● EXERCISE PASSAGE
◆ ◆ ◆

We fully support this bill, but we also urge the government to do so much more. For example, let us use this opportunity to also do what the Labor-Greens government in the ACT has done. Our national leaders in the ACT have announced what they are doing, and they are providing funding so that from next year Canberra residents will have access to free medical and surgical abortions. Whether you live in the ACT or whether you live in Victoria, the amount of money you have should not determine the types of essential health care available to you.
We are also pleased to endorse the Victorian government’s announcement just last week of three new regional sexual and reproductive health hubs. These should provide access to long-acting, reversible contraception and, I hope, medical abortion. However, surgical abortions for unwanted pregnancies beyond nine weeks gestation are still difficult to obtain in rural and regional parts of Victoria. The Greens believe we have a lot more to do in this space, coordinating and resourcing primary care with specialist sexual and reproductive health information and expertise.

◆ ◆ ◆

● PROVIDED INFORMATION
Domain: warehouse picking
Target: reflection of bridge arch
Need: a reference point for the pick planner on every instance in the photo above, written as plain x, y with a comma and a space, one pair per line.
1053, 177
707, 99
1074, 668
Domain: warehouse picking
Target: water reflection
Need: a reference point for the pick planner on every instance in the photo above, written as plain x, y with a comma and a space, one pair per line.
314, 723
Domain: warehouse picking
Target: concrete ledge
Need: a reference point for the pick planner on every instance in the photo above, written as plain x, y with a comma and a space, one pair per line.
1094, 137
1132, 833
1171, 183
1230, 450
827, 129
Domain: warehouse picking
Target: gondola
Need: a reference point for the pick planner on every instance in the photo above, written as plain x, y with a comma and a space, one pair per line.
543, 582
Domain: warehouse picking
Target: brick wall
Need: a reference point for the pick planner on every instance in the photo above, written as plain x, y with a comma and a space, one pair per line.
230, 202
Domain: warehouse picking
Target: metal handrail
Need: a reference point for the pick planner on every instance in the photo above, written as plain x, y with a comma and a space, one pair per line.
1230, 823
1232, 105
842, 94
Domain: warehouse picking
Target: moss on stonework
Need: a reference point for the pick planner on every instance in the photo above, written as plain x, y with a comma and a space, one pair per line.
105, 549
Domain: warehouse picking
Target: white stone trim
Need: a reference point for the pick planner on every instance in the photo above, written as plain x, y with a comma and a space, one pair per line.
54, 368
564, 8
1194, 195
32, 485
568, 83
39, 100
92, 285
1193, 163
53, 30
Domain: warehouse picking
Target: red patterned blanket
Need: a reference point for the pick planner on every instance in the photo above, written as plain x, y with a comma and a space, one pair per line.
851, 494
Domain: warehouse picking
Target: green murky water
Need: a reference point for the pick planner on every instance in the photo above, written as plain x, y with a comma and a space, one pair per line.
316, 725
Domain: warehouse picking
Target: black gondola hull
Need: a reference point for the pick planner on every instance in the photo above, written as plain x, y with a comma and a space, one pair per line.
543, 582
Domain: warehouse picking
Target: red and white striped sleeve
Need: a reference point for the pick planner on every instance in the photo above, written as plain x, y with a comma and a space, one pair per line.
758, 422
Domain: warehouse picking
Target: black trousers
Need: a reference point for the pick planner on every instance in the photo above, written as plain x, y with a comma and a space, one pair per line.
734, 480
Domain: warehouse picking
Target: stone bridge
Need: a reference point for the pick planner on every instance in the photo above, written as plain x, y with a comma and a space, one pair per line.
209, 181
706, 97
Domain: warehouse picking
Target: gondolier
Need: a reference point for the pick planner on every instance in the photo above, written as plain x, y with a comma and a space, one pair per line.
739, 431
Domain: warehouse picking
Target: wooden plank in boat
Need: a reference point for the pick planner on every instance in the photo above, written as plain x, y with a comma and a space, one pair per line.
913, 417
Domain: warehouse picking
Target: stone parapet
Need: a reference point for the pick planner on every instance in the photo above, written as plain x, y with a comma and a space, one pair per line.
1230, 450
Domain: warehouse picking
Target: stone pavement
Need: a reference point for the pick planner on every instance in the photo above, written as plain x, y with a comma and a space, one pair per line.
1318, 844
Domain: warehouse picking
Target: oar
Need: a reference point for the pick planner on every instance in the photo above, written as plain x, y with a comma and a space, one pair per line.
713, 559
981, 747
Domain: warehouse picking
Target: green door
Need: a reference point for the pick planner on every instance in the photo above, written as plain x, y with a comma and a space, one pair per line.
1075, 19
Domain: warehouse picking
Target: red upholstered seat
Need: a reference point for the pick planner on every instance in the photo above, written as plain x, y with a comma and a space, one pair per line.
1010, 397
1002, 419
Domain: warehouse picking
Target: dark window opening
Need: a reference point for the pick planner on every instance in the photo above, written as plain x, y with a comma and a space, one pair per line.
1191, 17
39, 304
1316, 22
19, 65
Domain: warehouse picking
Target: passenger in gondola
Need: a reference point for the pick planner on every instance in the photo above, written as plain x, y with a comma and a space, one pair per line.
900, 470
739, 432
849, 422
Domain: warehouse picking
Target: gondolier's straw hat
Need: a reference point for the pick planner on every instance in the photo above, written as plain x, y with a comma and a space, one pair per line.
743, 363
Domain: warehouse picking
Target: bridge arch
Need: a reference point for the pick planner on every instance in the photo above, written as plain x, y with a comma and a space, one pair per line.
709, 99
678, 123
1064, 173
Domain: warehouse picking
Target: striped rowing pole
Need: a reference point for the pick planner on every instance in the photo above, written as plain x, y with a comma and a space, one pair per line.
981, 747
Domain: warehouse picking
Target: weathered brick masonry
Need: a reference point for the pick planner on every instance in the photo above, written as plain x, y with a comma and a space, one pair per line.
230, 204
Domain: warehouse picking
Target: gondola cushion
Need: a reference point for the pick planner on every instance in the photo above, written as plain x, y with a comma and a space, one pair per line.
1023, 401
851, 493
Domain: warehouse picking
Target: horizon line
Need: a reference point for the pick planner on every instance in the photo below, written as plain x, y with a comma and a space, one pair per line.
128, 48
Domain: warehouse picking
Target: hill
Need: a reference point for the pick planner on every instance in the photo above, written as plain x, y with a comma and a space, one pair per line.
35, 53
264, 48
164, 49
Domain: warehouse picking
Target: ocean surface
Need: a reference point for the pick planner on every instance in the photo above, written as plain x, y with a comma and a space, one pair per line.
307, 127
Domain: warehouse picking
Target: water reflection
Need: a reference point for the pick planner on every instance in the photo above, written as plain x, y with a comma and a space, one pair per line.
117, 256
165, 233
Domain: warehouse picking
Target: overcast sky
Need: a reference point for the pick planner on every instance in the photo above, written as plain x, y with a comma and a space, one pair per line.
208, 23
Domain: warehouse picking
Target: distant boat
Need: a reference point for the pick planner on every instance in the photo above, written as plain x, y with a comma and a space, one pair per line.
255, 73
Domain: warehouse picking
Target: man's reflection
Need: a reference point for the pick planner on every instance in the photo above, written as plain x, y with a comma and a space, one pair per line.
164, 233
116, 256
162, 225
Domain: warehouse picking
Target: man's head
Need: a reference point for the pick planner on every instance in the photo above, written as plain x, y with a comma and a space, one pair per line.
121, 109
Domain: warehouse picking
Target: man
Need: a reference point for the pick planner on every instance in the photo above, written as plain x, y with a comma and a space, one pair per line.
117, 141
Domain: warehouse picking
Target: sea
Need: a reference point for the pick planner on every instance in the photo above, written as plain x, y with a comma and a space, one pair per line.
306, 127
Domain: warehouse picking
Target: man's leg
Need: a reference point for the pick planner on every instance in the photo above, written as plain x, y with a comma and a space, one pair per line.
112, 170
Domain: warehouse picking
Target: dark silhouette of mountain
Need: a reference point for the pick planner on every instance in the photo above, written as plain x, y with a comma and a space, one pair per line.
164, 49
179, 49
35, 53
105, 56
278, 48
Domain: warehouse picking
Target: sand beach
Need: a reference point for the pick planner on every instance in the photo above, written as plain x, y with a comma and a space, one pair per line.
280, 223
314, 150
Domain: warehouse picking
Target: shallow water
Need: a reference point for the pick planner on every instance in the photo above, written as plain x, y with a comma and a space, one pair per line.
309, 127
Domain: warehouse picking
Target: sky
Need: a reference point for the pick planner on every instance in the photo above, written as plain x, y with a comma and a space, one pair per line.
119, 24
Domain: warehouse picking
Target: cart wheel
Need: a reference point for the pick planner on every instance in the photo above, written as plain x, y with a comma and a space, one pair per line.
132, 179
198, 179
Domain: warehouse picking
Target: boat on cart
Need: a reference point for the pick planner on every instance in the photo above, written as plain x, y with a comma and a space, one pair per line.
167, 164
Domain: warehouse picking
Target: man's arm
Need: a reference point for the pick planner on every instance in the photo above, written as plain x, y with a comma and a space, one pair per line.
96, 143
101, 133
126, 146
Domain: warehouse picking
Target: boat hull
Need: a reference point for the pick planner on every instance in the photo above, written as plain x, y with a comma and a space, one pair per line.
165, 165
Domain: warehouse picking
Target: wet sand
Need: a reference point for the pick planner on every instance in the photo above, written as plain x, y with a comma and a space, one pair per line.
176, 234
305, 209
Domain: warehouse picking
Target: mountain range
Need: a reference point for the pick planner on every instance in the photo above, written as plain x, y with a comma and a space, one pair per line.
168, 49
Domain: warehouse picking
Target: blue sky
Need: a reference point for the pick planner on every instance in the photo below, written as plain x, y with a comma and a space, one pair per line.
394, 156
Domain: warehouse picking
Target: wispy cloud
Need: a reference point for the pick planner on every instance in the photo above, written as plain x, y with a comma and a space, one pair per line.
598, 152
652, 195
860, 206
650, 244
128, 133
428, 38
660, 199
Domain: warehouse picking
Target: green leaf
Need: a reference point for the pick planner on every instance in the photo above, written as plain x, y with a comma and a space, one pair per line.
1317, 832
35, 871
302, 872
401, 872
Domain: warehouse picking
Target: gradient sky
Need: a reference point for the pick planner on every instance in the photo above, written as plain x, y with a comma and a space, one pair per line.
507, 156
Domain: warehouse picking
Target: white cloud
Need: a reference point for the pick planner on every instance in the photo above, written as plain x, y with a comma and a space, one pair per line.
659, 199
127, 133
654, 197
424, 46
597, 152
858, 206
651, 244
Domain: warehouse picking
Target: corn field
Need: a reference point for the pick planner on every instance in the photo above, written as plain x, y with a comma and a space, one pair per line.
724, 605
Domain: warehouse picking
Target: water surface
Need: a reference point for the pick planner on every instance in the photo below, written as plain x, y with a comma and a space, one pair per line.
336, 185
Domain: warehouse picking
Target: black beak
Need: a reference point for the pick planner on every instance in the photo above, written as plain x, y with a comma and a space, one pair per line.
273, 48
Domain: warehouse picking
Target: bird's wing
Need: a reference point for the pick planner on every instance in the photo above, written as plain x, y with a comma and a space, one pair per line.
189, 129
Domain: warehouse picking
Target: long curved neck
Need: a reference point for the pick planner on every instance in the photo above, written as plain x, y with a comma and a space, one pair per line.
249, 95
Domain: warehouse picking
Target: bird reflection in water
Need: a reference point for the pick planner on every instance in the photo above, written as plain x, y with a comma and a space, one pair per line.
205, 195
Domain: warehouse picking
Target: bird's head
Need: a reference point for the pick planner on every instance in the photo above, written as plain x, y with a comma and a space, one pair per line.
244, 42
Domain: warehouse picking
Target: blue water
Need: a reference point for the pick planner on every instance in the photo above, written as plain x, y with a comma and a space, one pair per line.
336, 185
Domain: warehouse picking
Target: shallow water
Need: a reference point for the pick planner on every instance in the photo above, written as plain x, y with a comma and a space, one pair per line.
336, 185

◆ ◆ ◆

● TASK BRIEF
Write out the stretch of the speech on abortion access from "We are also" through "information and expertise.".

● SOLUTION TO THE EXERCISE
We are also pleased to endorse the Victorian government’s announcement just last week of three new regional sexual and reproductive health hubs. These should provide access to long-acting, reversible contraception and, I hope, medical abortion. However, surgical abortions for unwanted pregnancies beyond nine weeks gestation are still difficult to obtain in rural and regional parts of Victoria. The Greens believe we have a lot more to do in this space, coordinating and resourcing primary care with specialist sexual and reproductive health information and expertise.